►
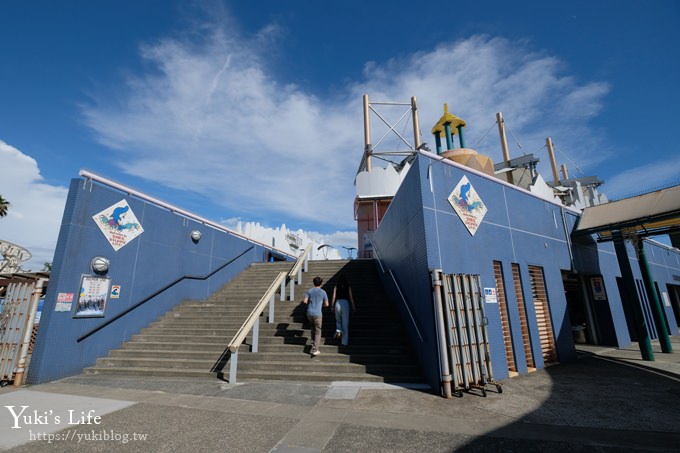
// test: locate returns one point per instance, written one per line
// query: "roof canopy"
(649, 214)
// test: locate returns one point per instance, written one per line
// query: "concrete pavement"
(607, 400)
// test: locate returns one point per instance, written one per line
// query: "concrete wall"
(163, 253)
(421, 231)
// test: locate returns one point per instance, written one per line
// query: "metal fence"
(17, 319)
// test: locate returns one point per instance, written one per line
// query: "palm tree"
(4, 206)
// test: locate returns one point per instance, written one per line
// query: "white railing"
(295, 274)
(252, 322)
(175, 209)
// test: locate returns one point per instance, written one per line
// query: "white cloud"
(34, 216)
(211, 118)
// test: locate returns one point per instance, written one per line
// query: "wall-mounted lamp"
(100, 265)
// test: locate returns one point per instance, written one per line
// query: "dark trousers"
(315, 321)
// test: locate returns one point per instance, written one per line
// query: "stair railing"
(159, 291)
(252, 322)
(295, 274)
(396, 285)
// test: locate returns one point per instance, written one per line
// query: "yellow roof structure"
(449, 118)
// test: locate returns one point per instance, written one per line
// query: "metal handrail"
(401, 295)
(255, 314)
(252, 322)
(296, 271)
(302, 259)
(175, 209)
(156, 293)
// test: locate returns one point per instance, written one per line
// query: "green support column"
(438, 141)
(449, 140)
(460, 134)
(644, 341)
(652, 296)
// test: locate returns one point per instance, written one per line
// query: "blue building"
(543, 286)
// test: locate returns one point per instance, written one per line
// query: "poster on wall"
(92, 297)
(118, 224)
(467, 204)
(597, 286)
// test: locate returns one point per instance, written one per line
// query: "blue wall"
(163, 253)
(400, 243)
(421, 231)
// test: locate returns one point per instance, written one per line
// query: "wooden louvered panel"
(505, 321)
(521, 308)
(545, 330)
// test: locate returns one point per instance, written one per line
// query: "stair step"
(191, 338)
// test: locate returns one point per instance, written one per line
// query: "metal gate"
(16, 328)
(466, 334)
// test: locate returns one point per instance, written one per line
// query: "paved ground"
(608, 400)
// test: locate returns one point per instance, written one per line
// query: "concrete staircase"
(190, 340)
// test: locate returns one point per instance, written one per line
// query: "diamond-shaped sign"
(119, 224)
(467, 204)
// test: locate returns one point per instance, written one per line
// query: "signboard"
(92, 298)
(118, 224)
(64, 302)
(490, 296)
(467, 204)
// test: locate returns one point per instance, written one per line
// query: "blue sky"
(252, 110)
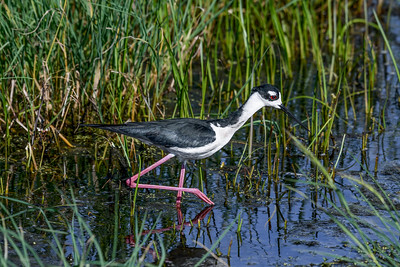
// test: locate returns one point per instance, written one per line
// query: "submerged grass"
(71, 240)
(377, 241)
(76, 61)
(67, 62)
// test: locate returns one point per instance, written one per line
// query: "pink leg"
(181, 180)
(131, 182)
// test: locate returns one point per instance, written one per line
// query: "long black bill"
(283, 108)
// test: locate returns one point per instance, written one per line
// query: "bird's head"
(272, 97)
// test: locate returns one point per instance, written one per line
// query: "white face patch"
(273, 93)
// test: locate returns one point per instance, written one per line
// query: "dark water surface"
(280, 224)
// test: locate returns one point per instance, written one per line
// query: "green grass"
(63, 63)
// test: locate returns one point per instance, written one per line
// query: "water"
(285, 225)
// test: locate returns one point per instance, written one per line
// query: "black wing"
(166, 133)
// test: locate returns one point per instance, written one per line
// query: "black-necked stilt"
(193, 138)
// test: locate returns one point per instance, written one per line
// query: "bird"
(193, 139)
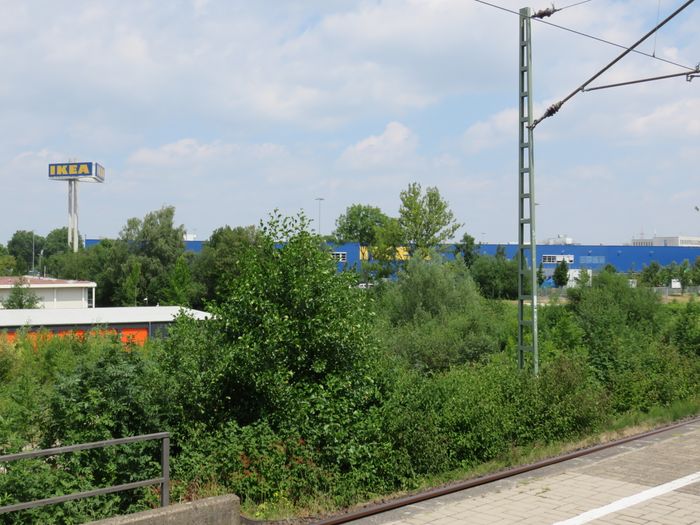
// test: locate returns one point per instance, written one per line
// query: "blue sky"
(229, 109)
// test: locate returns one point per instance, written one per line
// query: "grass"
(618, 427)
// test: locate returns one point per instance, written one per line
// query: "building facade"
(53, 293)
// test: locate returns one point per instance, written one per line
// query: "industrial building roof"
(95, 316)
(45, 282)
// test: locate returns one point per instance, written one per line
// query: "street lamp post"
(318, 228)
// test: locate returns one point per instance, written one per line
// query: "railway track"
(379, 508)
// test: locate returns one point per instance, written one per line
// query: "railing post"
(165, 472)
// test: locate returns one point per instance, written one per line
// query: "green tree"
(57, 242)
(469, 249)
(21, 296)
(584, 278)
(290, 335)
(425, 218)
(497, 276)
(157, 243)
(25, 247)
(221, 257)
(182, 289)
(561, 274)
(540, 275)
(359, 223)
(131, 283)
(389, 240)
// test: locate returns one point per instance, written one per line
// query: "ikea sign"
(77, 170)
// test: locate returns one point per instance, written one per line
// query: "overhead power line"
(580, 33)
(554, 108)
(688, 76)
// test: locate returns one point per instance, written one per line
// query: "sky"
(228, 110)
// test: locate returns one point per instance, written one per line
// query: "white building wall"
(52, 298)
◄
▶ [Aim] Find each line in the records above that contains the string "blue", matching case exactly, and copy those lines.

▶ [Answer to this task]
// query: "blue building"
// query: "blue wall"
// query: "blue sky"
// query: "blue sky"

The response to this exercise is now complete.